(Natural-language object grounding data)
=== Section Start ===
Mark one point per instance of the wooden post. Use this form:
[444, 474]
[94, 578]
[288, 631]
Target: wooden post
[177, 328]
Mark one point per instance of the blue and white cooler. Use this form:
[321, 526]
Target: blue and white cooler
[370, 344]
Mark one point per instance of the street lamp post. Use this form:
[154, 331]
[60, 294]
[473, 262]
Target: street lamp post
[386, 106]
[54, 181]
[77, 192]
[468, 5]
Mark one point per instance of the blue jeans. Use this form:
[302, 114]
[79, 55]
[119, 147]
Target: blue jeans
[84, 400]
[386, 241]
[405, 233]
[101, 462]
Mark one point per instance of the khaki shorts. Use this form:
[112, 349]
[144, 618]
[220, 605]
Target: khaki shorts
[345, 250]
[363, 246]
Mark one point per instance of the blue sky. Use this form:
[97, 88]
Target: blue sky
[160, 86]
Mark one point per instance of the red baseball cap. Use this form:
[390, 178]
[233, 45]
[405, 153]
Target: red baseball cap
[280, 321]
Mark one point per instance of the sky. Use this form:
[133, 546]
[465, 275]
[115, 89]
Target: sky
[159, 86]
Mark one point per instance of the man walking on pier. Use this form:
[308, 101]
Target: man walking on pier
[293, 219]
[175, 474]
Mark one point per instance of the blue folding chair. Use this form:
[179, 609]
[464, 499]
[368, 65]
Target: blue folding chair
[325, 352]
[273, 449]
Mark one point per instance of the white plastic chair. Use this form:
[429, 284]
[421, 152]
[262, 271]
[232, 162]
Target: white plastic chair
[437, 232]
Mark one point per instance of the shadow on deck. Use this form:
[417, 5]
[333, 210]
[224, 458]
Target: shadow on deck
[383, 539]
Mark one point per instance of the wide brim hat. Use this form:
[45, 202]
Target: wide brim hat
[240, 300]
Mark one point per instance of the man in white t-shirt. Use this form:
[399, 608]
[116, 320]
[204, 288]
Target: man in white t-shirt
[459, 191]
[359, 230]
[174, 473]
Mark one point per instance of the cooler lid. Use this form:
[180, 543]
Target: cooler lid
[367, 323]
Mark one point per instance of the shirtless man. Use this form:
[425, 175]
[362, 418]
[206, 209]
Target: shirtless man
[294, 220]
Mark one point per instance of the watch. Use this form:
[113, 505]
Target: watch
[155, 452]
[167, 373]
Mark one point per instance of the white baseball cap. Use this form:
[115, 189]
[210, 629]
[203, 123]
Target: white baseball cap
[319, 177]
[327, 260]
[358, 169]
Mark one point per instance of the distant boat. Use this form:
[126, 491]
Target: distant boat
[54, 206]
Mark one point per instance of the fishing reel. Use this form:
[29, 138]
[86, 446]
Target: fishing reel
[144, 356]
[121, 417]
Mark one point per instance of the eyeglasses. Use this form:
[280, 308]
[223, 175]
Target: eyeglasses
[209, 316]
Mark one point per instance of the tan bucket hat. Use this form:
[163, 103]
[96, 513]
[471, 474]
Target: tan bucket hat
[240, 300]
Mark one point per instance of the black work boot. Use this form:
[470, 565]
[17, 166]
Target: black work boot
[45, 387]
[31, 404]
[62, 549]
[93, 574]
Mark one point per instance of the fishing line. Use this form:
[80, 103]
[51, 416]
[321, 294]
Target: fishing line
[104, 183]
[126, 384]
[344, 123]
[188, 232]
=== Section End ===
=== Section Start ===
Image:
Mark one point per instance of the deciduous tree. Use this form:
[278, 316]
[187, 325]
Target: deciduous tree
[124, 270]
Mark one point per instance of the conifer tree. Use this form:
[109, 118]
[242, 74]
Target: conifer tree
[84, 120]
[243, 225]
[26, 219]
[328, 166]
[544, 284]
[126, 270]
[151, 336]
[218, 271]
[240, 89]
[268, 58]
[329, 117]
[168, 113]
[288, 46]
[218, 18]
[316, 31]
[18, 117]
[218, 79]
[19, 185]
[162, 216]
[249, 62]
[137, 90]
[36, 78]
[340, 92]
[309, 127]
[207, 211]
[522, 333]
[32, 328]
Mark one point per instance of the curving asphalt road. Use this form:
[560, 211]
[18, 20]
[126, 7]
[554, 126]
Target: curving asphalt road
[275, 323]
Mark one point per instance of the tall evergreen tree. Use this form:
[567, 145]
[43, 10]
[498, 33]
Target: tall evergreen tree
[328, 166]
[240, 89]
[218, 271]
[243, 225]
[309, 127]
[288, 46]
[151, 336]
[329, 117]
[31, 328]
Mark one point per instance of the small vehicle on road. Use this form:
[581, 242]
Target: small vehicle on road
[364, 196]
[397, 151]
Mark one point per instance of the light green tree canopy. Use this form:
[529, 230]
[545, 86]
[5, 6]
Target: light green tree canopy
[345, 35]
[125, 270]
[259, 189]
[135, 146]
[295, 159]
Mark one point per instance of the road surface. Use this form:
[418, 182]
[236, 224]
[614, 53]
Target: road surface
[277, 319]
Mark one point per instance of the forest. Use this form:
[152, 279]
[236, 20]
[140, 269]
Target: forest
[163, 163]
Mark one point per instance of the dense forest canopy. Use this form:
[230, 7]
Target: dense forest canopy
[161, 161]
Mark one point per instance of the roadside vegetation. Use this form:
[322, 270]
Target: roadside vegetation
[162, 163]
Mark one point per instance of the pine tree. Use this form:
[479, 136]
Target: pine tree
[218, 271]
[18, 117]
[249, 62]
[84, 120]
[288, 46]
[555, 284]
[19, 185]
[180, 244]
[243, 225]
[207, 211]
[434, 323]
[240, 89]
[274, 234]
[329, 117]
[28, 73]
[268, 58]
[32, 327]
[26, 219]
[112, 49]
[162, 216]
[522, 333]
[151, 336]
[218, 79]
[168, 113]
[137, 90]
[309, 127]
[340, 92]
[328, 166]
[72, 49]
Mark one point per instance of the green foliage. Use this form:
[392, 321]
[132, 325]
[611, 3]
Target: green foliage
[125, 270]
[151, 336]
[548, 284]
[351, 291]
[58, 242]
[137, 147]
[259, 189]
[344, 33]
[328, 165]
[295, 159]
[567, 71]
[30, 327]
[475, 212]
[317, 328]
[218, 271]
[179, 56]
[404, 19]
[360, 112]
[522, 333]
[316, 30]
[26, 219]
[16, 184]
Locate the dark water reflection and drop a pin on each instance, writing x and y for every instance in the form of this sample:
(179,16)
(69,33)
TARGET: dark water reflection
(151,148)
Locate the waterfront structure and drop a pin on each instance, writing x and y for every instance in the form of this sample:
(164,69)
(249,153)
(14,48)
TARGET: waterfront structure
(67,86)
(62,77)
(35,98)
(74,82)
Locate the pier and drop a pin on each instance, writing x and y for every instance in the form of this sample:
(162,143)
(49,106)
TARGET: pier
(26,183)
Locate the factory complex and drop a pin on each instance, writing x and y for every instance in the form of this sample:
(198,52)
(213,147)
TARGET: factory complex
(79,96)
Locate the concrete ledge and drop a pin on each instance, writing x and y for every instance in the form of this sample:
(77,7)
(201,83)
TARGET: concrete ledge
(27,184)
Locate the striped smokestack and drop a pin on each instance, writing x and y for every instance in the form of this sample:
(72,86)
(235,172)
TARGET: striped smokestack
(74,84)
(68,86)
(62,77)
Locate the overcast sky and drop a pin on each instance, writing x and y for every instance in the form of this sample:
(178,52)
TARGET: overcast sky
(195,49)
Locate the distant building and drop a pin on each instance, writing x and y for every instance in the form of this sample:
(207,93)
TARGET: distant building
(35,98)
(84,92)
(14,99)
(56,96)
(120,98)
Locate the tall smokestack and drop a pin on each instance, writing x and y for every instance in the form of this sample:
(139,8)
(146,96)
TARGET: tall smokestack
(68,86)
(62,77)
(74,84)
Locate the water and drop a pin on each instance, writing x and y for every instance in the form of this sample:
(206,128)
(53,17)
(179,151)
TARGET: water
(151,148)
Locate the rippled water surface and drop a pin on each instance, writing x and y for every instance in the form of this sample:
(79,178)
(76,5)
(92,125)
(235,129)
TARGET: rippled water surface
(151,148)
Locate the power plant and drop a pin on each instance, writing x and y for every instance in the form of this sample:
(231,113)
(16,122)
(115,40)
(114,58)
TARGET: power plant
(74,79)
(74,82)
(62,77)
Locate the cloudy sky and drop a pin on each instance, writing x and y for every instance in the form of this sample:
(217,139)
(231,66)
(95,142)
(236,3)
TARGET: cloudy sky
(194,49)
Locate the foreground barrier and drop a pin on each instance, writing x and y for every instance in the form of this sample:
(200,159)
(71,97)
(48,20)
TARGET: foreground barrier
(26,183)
=== Section End ===
=== Section Start ===
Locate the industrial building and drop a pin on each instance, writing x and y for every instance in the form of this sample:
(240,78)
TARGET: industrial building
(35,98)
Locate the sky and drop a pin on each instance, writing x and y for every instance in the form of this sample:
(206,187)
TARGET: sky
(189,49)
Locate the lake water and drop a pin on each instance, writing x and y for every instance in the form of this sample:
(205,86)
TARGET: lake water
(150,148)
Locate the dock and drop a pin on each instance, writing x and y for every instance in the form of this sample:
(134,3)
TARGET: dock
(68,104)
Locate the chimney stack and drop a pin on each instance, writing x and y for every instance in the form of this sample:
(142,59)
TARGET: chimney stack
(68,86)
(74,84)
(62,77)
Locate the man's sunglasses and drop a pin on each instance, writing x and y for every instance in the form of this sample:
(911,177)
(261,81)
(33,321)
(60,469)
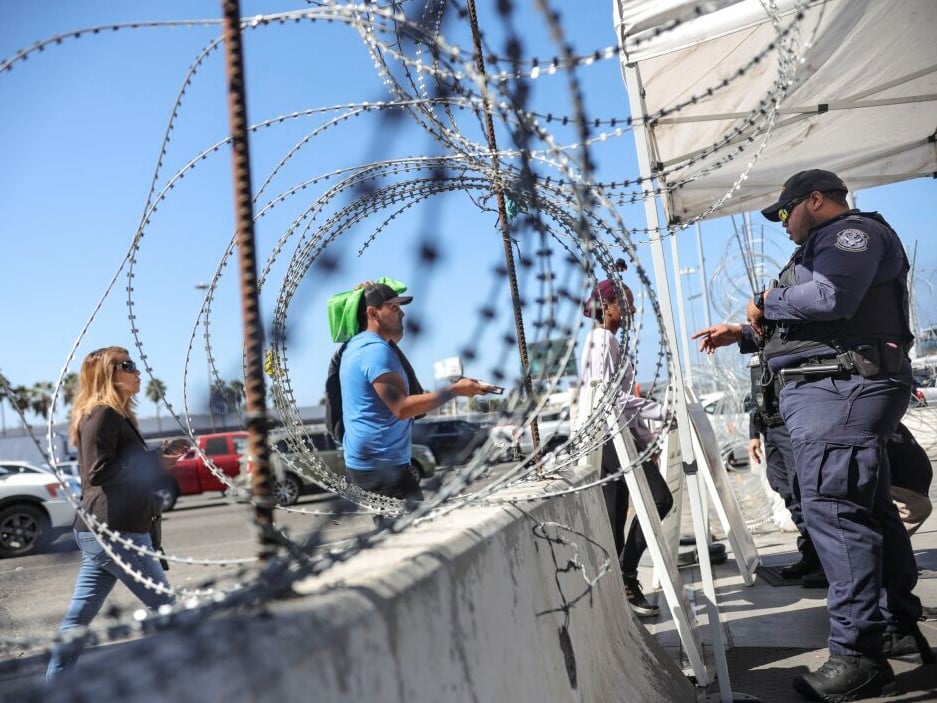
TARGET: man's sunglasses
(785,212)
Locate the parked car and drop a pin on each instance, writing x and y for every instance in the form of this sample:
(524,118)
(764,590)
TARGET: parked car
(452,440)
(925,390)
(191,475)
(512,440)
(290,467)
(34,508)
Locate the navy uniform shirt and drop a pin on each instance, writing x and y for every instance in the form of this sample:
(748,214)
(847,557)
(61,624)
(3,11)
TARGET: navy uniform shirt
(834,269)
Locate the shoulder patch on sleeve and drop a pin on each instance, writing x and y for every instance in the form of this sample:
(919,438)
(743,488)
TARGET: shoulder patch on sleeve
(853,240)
=== Section End ===
§ **YOUR TASK**: Return, with no change at all, every line in the entries above from the line containing "Target: blue sky" through the line containing "Mark one point per instance of the distant".

§ **EXERCISE RESPONSE**:
Target: blue sky
[160, 86]
Mark one point per instance of the red baseball cap. Use this form:
[390, 178]
[233, 45]
[405, 153]
Target: red baseball cap
[280, 321]
Mark one point per instance of the sky. Use this form:
[133, 546]
[465, 275]
[115, 89]
Target: sky
[159, 86]
Mark one point per instance of the man walking on pier. Use this form:
[308, 101]
Target: man walking on pier
[293, 219]
[175, 474]
Mark one point per instance of the blue folding chair. Use this form:
[179, 609]
[464, 499]
[368, 65]
Target: blue folding chair
[325, 352]
[273, 449]
Mark one point per instance of the white plastic chair. Use this form:
[429, 284]
[421, 152]
[262, 271]
[232, 162]
Target: white plastic chair
[437, 232]
Mark one point per instance of the shadow on deck. Use this form:
[417, 5]
[333, 210]
[224, 458]
Target: shadow on deck
[383, 539]
Mark one point per instance of the wide brim hat. Use this form:
[45, 202]
Target: wide brim hat
[240, 300]
Mark one point per instance of the man in white t-shirt. Use this form:
[399, 608]
[116, 320]
[204, 288]
Target: man in white t-shirt
[459, 191]
[359, 230]
[174, 473]
Mark one point per instance of the cooler lid. Use this form:
[180, 543]
Target: cooler lid
[367, 323]
Mark one point per instance of the shirtless man. Use this form:
[425, 175]
[362, 418]
[206, 209]
Target: shirtless man
[294, 220]
Mark one point per instance of the watch. Use this form:
[113, 505]
Target: watch
[155, 452]
[167, 373]
Mark one point per instance of the white baseball cap. Use this form:
[115, 189]
[210, 629]
[203, 123]
Target: white baseball cap
[319, 177]
[327, 260]
[358, 169]
Mark one point per instance of the distant boat. Use this form:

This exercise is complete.